**Document excerpt:**
Research Article: Characterization of the putative polysaccharide synthase CpsA and its effects on the virulence of the human pathogen Aspergillus fumigatus

Date Published: April 26, 2019

Publisher: Public Library of Science

Author(s): Binita Nepal, Ryan Myers, Jessica M. Lohmar, Olivier Puel, Brett Thompson, Matthew Van Cura, Ana M. Calvo, Kap-Hoon Han.


The fungus Aspergillus fumigatus is a ubiquitous opportunistic human pathogen capable of causing a life-threatening disease called invasive aspergillosis, or IA, with an associated 40–90% mortality rate in immunocompromised patients. Of the approximately 250 species known in the genus Aspergillus, A. fumigatus is responsible for up to 90% of IA infections. This study focuses on examining the role of the putative polysaccharide synthase cpsA gene in A. fumigatus virulence. Additionally, we evaluated its role in cellular processes that influence invasion and colonization of host tissue. Importantly, our results support that cpsA is indispensable for virulence in A. fumigatus infection of non-neutropenic hosts. Our study revealed that cpsA affects growth and sporulation in this fungus. Absence of cpsA resulted in a drastic reduction in conidiation, and forced overexpression of cpsA produced partially fluffy colonies with low sporulation levels, suggesting that wild-type cpsA expression levels are required for proper conidiation in this fungus. This study also showed that cpsA is necessary for normal cell wall integrity and composition. Furthermore, both deletion and overexpression of cpsA resulted in a reduction in the ability of A. fumigatus to adhere to surfaces, and caused increased sensitivity to oxidative stress. Interestingly, metabolomics analysis indicated that cpsA affects A. fumigatus secondary metabolism. Forced overexpression of cpsA resulted in a statistically significant difference in the production of fumigaclavine A, fumigaclavine B, fumigaclavine C, verruculogen TR-2, and tryprostatin A.

**Natural language region descriptions:**
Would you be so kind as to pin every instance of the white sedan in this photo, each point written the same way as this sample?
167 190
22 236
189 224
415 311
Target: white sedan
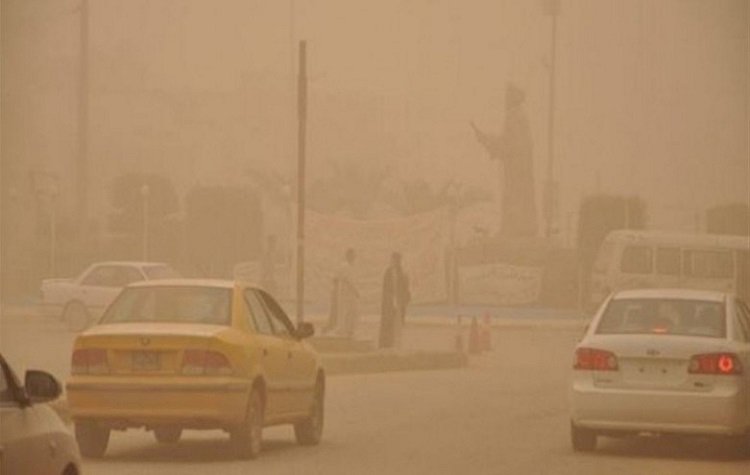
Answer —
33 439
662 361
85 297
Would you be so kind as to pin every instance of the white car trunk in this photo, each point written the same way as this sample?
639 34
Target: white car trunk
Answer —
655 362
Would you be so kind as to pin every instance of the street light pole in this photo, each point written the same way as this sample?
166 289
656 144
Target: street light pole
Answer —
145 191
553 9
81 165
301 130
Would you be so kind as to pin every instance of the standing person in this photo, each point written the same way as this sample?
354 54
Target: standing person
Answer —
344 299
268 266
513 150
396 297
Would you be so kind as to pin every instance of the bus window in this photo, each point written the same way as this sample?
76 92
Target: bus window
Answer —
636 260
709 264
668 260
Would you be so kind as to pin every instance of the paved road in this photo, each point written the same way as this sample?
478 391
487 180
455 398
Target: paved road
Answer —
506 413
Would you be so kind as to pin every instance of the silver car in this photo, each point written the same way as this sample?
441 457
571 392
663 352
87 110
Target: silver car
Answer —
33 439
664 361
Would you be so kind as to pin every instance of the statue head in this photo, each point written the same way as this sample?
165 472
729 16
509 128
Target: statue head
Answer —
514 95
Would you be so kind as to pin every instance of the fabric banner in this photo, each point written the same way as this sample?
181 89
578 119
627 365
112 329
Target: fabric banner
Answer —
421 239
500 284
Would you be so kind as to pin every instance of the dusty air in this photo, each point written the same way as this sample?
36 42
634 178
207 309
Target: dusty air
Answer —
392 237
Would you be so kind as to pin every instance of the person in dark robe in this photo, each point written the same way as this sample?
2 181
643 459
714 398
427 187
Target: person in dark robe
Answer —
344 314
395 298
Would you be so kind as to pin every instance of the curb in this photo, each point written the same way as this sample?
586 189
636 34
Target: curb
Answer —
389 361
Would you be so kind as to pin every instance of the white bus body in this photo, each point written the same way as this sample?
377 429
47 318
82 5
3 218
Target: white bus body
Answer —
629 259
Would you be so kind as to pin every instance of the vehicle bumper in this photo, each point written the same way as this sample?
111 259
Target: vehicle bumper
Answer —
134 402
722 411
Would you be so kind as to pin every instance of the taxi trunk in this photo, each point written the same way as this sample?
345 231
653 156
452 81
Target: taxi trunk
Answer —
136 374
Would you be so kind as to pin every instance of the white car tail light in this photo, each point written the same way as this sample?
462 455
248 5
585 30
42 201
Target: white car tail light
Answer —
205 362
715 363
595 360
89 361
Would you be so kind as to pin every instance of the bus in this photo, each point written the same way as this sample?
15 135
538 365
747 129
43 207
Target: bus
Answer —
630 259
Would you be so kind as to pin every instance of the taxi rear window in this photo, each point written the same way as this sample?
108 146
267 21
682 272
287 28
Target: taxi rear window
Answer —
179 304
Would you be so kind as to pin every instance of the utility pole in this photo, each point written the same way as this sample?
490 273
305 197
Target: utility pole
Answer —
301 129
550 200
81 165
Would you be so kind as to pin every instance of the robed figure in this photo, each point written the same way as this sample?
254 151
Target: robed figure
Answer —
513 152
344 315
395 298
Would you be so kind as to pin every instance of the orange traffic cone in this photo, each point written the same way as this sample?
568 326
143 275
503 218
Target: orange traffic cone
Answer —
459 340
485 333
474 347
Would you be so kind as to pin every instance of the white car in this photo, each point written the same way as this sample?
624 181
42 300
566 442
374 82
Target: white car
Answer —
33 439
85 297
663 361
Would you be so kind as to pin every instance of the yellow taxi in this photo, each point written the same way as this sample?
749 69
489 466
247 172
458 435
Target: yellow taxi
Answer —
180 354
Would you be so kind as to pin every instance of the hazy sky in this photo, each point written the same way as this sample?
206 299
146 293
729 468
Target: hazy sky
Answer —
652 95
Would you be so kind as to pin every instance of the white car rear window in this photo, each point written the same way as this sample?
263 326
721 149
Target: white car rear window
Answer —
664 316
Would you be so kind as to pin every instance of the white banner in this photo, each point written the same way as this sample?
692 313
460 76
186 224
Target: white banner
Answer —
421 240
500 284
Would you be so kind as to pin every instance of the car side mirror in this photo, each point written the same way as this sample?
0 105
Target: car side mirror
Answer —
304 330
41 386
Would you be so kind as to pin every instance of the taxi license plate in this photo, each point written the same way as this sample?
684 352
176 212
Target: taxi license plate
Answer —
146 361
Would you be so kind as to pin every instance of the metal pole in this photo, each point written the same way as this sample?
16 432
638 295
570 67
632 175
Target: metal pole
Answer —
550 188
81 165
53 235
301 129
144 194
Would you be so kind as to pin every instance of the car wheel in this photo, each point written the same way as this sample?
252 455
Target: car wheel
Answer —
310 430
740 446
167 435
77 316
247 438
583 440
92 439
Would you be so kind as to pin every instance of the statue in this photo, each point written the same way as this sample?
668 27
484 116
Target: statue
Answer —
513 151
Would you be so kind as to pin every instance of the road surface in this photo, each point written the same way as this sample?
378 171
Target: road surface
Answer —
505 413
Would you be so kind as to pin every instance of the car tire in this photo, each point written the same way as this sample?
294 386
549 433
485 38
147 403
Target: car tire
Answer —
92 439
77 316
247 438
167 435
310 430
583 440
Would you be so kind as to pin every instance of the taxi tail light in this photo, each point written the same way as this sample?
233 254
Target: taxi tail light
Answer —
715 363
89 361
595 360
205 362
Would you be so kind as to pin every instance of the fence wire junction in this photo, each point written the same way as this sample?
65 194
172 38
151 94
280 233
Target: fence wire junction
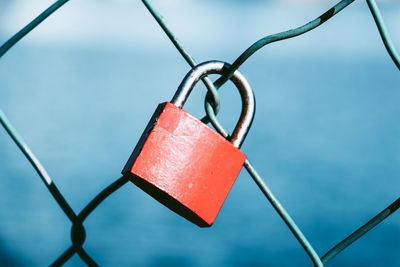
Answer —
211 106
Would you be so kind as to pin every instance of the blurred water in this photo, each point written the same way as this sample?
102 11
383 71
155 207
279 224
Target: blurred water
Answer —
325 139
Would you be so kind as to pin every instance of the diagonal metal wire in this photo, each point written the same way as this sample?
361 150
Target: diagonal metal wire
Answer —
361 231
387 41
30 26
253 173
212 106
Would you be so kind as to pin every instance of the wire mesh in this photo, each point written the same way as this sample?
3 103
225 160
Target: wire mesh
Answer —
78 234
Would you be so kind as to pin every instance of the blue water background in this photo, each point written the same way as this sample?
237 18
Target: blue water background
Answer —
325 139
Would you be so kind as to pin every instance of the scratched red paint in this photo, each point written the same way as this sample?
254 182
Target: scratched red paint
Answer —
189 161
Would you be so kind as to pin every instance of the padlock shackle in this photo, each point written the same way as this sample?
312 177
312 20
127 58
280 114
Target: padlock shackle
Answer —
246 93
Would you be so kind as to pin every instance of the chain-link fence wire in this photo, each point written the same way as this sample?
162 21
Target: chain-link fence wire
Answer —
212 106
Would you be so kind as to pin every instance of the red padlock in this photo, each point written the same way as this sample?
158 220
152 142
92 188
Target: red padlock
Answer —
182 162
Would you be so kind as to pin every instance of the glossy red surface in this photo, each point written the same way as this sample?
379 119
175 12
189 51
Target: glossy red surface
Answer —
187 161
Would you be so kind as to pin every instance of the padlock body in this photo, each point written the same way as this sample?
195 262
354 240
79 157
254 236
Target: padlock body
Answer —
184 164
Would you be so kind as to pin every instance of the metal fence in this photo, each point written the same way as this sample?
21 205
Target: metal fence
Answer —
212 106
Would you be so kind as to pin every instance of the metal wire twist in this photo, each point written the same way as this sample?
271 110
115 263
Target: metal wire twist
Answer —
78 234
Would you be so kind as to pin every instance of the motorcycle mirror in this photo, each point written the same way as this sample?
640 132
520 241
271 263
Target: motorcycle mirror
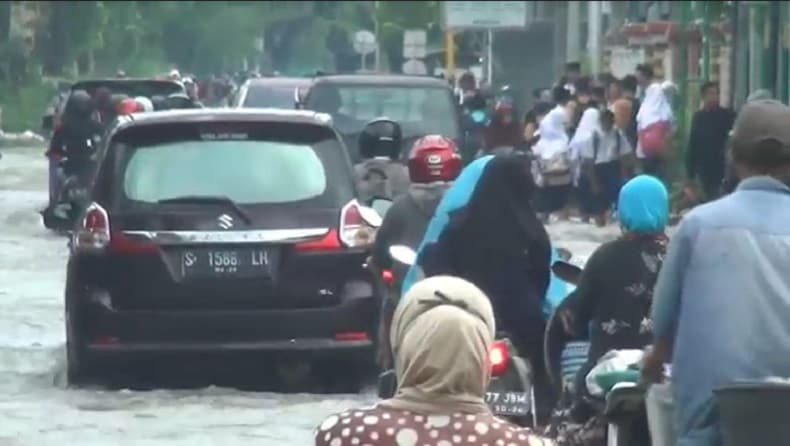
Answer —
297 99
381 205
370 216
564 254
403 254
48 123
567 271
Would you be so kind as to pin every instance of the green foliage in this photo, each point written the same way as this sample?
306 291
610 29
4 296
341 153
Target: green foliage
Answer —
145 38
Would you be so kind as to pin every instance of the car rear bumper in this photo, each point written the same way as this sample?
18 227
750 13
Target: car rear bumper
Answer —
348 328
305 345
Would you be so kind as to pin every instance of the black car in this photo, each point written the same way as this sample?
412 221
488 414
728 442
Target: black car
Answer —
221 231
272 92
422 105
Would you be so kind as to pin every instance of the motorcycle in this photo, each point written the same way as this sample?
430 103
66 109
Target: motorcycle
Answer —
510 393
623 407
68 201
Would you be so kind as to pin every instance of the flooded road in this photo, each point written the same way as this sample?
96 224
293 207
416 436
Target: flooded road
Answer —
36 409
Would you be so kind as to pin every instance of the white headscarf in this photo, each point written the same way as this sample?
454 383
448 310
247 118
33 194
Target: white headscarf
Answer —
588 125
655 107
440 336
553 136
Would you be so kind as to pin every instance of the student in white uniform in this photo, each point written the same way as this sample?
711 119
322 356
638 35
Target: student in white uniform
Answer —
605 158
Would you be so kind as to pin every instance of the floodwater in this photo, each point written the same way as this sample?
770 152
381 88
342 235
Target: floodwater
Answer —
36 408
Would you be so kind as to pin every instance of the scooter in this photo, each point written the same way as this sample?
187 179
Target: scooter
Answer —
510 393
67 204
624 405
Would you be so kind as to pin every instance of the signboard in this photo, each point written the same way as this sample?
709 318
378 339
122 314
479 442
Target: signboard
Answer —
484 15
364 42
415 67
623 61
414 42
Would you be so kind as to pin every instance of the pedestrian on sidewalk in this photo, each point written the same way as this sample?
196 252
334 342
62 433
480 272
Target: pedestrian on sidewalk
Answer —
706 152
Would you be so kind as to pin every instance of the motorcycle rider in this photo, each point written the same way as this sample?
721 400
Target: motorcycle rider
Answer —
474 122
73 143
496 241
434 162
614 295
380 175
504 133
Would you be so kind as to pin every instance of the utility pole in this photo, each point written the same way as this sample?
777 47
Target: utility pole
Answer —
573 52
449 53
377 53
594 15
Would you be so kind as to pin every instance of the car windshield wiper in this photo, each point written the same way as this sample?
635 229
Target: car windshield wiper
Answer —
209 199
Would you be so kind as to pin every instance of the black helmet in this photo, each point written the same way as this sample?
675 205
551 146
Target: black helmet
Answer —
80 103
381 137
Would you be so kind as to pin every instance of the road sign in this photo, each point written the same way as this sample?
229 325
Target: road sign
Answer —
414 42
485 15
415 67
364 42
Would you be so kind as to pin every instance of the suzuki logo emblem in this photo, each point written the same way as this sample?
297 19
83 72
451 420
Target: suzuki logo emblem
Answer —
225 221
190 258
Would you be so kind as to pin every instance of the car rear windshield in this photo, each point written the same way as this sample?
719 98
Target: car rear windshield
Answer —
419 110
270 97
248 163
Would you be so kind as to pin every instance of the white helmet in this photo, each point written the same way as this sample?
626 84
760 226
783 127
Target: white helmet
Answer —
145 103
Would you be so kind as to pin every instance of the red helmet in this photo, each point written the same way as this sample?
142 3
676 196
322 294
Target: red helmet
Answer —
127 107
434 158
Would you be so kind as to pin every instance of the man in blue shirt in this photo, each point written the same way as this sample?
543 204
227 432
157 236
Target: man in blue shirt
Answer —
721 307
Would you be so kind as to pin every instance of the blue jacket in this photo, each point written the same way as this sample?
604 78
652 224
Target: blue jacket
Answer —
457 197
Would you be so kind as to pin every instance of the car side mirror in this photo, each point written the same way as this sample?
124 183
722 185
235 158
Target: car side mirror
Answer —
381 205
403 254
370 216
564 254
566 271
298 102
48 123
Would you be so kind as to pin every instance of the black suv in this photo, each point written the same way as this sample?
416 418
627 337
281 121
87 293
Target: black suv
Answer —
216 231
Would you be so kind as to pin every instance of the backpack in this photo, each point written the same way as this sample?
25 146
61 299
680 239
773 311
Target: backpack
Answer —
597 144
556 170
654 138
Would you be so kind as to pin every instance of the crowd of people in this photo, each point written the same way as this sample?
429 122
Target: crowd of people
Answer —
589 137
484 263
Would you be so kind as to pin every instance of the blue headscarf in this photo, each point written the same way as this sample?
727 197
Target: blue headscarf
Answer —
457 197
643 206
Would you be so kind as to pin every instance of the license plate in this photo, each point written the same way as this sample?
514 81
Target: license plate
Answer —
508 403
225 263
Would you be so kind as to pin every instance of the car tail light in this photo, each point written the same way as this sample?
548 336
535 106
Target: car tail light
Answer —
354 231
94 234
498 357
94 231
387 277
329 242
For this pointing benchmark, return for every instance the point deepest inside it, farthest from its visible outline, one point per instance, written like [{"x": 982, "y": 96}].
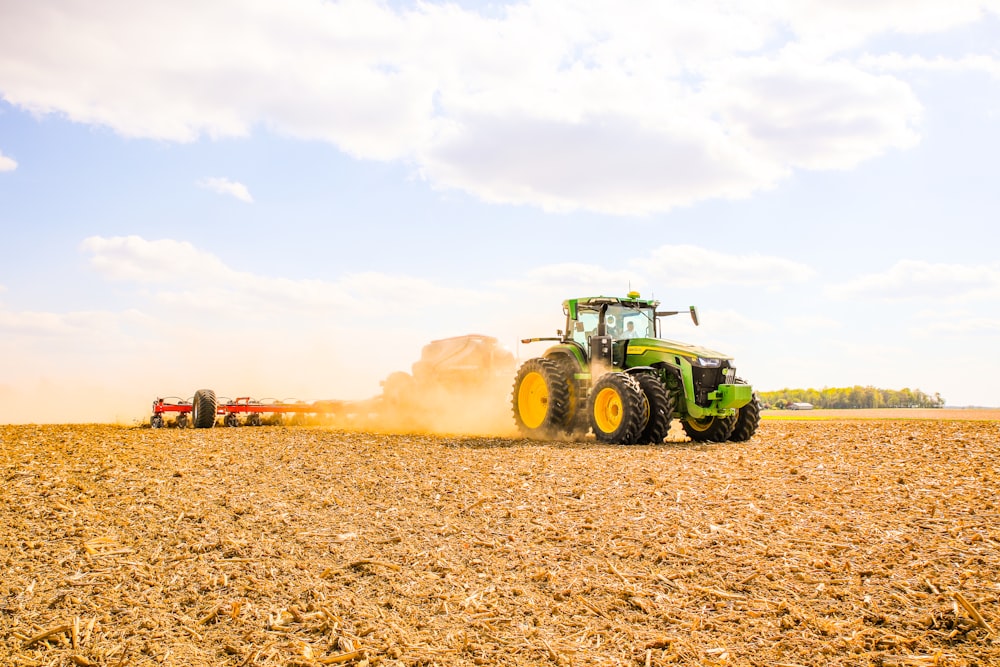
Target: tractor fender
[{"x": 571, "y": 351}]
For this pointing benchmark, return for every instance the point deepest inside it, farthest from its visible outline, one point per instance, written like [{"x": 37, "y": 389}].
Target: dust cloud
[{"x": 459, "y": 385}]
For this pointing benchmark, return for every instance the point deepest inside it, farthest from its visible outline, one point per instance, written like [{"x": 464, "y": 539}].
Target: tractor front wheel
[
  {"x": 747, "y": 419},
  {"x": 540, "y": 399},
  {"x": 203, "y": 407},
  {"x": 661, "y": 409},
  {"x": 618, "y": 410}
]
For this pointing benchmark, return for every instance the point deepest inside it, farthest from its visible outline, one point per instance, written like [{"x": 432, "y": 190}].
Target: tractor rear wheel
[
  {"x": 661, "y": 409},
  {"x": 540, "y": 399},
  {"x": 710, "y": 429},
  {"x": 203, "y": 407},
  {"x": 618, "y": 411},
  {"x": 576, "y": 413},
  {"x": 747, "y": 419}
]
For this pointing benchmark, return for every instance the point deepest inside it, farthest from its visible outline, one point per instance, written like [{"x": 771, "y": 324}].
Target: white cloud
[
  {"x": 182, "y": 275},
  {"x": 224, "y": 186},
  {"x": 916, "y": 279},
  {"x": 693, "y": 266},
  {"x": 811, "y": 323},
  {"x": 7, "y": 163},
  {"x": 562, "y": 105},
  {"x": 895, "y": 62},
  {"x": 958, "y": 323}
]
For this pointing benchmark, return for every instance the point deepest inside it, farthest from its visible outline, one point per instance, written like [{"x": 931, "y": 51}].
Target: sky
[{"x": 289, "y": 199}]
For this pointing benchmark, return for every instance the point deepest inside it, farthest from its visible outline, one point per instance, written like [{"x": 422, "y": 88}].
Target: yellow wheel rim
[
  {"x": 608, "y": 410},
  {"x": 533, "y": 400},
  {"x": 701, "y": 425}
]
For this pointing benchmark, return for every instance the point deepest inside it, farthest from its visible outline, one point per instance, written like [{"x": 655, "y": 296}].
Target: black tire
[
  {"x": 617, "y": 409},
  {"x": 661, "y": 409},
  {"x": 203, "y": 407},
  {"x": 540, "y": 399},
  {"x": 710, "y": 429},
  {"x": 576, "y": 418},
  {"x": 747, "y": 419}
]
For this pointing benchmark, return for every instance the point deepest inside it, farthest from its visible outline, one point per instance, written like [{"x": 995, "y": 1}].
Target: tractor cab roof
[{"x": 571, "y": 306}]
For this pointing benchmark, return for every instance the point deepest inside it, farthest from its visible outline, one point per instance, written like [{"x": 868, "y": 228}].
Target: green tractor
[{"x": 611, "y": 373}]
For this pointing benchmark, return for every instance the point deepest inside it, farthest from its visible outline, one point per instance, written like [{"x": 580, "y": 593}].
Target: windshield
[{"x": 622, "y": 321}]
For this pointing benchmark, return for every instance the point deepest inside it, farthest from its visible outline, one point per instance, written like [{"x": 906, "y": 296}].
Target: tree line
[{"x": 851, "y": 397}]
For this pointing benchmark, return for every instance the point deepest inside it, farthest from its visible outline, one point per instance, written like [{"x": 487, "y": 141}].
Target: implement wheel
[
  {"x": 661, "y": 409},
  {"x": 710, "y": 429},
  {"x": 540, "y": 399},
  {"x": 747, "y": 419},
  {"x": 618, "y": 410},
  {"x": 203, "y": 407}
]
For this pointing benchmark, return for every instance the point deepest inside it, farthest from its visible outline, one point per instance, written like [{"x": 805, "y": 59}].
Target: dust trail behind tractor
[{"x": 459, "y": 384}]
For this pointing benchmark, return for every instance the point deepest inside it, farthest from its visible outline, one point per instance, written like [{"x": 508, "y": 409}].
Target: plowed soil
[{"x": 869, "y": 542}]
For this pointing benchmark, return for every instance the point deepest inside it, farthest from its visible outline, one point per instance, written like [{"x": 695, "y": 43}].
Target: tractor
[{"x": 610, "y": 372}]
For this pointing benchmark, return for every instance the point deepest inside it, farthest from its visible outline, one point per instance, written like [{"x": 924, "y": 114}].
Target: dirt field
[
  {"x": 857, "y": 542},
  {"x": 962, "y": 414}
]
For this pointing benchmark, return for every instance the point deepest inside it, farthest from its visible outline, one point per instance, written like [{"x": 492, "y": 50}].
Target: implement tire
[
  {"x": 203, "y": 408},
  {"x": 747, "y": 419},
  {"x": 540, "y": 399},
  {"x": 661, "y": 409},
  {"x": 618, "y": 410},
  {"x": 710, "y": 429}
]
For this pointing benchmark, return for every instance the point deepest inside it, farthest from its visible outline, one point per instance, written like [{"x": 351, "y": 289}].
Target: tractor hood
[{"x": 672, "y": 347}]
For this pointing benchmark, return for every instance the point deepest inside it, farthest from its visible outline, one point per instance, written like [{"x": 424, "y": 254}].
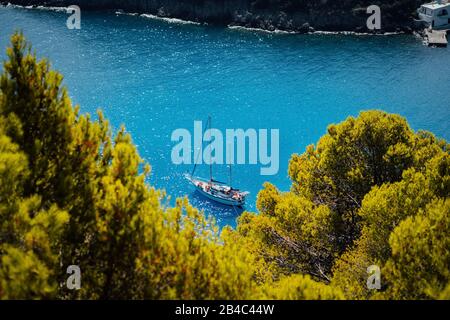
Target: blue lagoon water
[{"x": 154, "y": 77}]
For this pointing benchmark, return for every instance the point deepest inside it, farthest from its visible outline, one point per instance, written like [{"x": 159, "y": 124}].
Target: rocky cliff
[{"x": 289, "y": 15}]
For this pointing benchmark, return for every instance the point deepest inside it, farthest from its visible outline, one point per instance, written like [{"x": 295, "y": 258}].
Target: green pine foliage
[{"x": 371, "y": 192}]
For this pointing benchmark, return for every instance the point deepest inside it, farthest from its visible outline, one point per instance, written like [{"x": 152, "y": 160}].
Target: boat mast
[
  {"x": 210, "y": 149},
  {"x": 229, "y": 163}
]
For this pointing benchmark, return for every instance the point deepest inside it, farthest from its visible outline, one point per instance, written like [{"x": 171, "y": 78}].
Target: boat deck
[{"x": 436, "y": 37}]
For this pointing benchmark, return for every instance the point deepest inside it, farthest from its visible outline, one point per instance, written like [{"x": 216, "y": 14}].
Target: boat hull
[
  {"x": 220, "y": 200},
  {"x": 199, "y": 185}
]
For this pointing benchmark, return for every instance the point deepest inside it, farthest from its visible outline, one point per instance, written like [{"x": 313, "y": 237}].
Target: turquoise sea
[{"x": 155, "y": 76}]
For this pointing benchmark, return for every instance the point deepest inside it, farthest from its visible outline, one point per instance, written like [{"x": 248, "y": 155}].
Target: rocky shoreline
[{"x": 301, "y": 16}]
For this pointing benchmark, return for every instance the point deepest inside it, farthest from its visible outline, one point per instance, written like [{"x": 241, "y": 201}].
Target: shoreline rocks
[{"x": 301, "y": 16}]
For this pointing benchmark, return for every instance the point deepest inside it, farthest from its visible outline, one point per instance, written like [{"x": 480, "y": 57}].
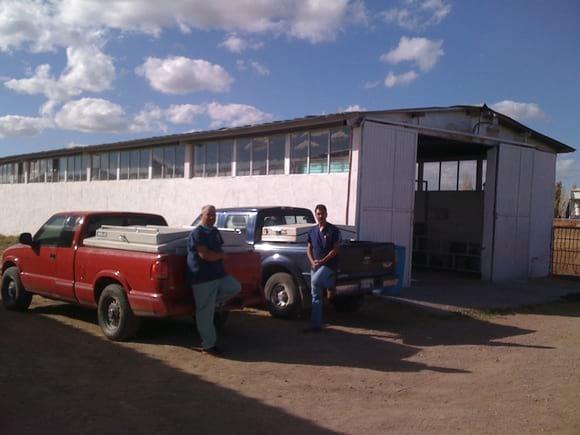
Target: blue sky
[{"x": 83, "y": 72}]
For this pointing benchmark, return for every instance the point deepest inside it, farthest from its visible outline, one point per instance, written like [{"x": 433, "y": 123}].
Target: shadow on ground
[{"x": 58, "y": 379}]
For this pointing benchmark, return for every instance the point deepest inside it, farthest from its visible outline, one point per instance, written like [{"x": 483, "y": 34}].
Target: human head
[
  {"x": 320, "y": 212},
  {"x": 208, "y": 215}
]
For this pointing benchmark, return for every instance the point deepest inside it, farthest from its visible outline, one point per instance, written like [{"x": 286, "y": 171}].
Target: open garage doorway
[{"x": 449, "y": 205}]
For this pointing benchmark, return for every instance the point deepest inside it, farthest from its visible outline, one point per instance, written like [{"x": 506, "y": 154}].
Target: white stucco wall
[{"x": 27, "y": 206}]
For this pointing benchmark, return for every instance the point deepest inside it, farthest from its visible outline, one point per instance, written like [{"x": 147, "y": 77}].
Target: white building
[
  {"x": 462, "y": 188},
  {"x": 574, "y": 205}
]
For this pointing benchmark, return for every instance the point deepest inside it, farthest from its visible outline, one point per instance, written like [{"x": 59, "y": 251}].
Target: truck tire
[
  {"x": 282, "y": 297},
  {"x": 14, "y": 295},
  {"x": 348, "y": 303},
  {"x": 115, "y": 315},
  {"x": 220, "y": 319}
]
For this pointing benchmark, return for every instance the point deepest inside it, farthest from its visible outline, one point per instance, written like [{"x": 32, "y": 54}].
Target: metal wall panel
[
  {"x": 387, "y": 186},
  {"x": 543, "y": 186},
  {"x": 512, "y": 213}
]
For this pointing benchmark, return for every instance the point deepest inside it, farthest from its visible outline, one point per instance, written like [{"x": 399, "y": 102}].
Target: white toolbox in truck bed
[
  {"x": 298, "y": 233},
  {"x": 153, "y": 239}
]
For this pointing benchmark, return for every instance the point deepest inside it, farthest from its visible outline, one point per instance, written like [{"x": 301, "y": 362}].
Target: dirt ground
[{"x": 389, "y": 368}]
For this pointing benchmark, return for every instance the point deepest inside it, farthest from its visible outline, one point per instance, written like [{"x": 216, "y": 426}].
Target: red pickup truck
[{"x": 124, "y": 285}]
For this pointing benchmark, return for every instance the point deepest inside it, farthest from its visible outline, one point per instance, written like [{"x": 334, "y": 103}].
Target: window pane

**What the task asks:**
Using the article on the cpsA gene, explain in one to three sentences why the study concludes that wild-type cpsA expression levels are required for proper conidiation. The records are unrelated to the article and stand as separate material.

**Exercise solution:**
Deleting cpsA drastically reduced conidiation. Forcing cpsA to be overexpressed produced partially fluffy colonies with low sporulation levels. Because both too little and too much cpsA impaired sporulation, the study concludes that normal, wild-type expression levels are needed.